The stretch wanted below opens at the line containing "Objective — a point for each instance of the red" and closes at the line containing "Objective — a point for each instance of the headlight". Please return it exactly, with no other lines.
----
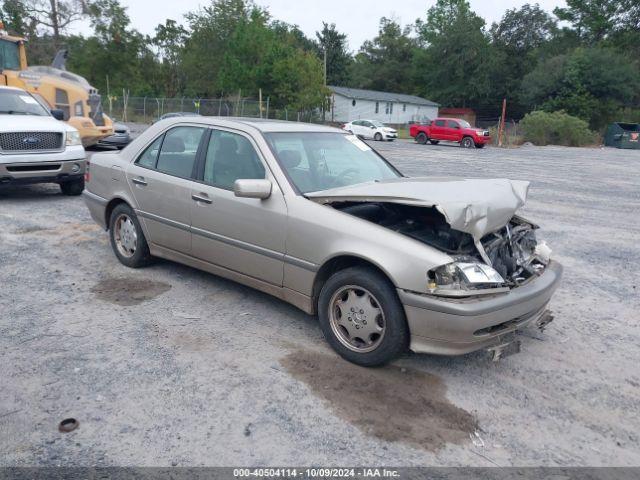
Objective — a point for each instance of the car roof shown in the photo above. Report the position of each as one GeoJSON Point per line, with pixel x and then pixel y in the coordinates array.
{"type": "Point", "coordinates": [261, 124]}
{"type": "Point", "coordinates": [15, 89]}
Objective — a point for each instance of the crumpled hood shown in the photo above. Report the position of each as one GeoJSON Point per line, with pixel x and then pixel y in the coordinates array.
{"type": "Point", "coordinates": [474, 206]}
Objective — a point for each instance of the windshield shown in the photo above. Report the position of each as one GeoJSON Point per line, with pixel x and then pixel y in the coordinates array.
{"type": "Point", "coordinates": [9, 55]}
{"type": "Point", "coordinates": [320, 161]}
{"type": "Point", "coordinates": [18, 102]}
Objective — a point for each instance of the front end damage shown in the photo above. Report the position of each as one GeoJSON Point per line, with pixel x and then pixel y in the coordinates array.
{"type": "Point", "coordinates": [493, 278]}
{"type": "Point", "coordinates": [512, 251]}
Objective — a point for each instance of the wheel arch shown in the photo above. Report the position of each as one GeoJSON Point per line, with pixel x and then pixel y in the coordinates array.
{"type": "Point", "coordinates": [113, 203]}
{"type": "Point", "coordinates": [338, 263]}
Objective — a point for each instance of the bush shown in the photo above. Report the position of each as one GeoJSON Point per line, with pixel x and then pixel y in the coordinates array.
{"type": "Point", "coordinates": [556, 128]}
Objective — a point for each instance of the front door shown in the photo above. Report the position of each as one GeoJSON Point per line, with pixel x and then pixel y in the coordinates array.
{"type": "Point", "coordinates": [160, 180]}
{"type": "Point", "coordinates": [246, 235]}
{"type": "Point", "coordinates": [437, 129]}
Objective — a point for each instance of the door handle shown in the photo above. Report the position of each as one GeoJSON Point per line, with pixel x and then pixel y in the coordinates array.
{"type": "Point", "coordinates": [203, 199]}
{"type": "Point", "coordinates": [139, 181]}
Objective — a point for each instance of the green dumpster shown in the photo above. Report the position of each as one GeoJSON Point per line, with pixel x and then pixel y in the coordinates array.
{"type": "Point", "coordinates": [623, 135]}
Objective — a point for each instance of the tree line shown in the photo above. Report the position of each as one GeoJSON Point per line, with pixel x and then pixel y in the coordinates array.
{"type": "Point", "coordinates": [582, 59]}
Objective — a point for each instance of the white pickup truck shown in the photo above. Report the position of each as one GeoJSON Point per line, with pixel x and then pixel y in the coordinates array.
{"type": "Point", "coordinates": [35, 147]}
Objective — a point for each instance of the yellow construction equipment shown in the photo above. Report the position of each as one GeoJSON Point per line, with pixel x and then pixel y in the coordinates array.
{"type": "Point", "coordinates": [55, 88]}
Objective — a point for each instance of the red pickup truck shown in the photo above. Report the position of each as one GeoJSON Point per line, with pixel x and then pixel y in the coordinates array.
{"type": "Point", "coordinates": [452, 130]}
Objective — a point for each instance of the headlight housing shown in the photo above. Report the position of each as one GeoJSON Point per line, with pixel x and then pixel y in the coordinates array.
----
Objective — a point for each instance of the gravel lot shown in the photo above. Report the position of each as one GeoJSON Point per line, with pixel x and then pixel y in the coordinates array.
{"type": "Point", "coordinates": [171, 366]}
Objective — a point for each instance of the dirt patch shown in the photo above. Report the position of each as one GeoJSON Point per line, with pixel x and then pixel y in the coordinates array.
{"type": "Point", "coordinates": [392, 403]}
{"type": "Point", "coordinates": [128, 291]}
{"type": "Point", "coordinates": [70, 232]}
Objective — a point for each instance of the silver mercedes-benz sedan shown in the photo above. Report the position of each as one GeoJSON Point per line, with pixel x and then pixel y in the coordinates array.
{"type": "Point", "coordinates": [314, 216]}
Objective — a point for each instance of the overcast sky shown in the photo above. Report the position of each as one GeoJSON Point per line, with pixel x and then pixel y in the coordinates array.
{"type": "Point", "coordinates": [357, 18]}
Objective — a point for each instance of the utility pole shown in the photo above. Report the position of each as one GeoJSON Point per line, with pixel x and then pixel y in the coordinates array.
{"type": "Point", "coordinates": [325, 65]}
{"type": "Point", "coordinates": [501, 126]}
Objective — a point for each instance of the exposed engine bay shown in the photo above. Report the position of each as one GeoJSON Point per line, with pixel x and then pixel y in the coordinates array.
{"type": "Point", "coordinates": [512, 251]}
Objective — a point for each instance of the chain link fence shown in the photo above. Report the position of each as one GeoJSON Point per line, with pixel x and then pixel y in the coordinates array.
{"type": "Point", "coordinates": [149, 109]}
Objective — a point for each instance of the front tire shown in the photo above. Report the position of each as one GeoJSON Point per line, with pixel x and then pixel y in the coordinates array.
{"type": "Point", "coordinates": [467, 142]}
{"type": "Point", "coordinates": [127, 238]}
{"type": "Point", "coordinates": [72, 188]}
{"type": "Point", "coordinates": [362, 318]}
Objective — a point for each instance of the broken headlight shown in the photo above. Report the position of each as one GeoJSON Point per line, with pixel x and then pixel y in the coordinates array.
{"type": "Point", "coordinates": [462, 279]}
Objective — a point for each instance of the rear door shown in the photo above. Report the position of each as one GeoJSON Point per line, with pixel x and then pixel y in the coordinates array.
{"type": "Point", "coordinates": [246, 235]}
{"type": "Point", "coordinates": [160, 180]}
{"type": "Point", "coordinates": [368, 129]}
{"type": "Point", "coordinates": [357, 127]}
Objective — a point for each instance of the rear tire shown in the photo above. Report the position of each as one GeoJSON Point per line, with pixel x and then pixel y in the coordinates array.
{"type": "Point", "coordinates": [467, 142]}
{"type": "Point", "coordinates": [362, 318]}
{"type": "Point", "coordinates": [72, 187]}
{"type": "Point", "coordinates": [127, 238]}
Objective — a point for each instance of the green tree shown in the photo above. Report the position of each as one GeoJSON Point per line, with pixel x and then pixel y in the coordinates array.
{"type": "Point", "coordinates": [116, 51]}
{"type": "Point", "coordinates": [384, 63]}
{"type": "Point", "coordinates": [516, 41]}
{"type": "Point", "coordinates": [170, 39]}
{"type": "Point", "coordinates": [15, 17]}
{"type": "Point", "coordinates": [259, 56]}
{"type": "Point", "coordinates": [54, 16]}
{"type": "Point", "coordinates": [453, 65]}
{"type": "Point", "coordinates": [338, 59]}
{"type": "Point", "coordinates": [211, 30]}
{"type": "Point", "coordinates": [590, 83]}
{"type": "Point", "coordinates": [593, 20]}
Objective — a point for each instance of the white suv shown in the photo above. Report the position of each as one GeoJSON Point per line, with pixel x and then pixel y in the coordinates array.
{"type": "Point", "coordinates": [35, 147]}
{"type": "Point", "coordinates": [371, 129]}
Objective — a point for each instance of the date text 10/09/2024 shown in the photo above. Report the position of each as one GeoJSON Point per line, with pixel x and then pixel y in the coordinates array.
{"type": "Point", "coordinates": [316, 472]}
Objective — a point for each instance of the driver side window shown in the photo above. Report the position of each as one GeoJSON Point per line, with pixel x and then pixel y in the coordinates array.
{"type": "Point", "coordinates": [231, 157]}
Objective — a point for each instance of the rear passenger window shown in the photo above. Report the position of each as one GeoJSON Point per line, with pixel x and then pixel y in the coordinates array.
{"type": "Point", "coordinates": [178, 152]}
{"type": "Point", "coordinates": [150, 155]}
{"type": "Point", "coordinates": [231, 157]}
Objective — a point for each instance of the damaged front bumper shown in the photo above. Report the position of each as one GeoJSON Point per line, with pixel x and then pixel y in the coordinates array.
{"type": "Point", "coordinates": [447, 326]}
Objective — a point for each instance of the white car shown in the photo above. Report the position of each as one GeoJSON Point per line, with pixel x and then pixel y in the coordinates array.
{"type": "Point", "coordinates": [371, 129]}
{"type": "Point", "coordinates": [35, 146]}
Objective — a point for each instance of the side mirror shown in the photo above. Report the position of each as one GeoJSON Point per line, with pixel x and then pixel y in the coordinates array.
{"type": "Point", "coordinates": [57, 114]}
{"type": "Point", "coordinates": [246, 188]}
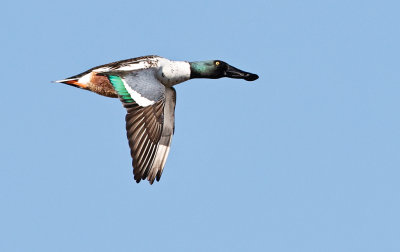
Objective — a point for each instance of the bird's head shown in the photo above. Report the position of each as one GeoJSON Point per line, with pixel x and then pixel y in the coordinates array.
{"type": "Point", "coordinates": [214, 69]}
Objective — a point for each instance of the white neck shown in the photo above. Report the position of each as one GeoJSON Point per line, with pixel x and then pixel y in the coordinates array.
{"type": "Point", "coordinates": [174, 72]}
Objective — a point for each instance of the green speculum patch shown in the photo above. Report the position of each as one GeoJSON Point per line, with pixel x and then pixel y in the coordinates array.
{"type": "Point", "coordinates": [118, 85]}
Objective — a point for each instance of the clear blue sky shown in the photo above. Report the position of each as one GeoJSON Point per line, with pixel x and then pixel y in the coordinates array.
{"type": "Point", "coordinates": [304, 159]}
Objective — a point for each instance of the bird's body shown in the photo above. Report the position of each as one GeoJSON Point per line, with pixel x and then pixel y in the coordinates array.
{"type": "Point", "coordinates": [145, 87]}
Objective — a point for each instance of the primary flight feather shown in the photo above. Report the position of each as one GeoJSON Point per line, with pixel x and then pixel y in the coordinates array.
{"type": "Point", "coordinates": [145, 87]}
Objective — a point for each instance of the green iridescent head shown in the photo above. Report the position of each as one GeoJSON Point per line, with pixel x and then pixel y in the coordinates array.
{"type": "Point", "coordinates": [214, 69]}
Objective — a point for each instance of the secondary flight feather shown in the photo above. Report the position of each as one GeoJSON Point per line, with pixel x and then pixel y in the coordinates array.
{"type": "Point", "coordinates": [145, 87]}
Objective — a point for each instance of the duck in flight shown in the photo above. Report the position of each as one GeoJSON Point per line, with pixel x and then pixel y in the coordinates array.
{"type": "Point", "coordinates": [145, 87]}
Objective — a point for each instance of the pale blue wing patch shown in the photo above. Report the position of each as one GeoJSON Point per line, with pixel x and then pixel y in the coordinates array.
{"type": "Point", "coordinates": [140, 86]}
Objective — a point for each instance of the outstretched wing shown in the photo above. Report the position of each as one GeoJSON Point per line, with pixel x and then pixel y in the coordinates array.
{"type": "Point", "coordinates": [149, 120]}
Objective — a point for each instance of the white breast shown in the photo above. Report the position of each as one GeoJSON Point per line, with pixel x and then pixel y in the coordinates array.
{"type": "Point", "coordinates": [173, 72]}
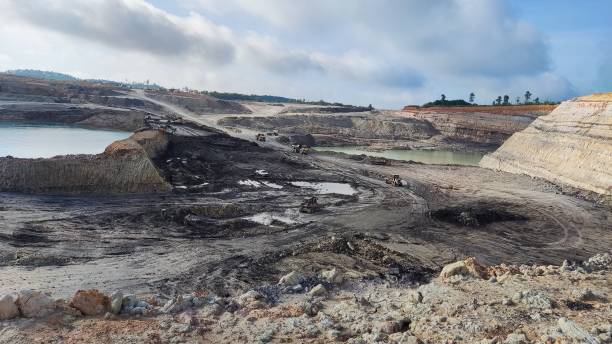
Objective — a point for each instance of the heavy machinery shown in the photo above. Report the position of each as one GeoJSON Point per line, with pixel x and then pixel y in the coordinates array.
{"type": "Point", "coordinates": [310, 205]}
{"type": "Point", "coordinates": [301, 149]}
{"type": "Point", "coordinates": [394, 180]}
----
Result of the task:
Objective — a point for each instance of the red pickup truck shown in the photo above. Report the position of each as one GeoJSON Point per line, with pixel x and then pixel y in the coordinates array.
{"type": "Point", "coordinates": [452, 130]}
Objective — a point for each instance of the headlight housing shown in the photo above. Report the position of each as one GeoJSON Point per line, with pixel x and then pixel y in the coordinates array.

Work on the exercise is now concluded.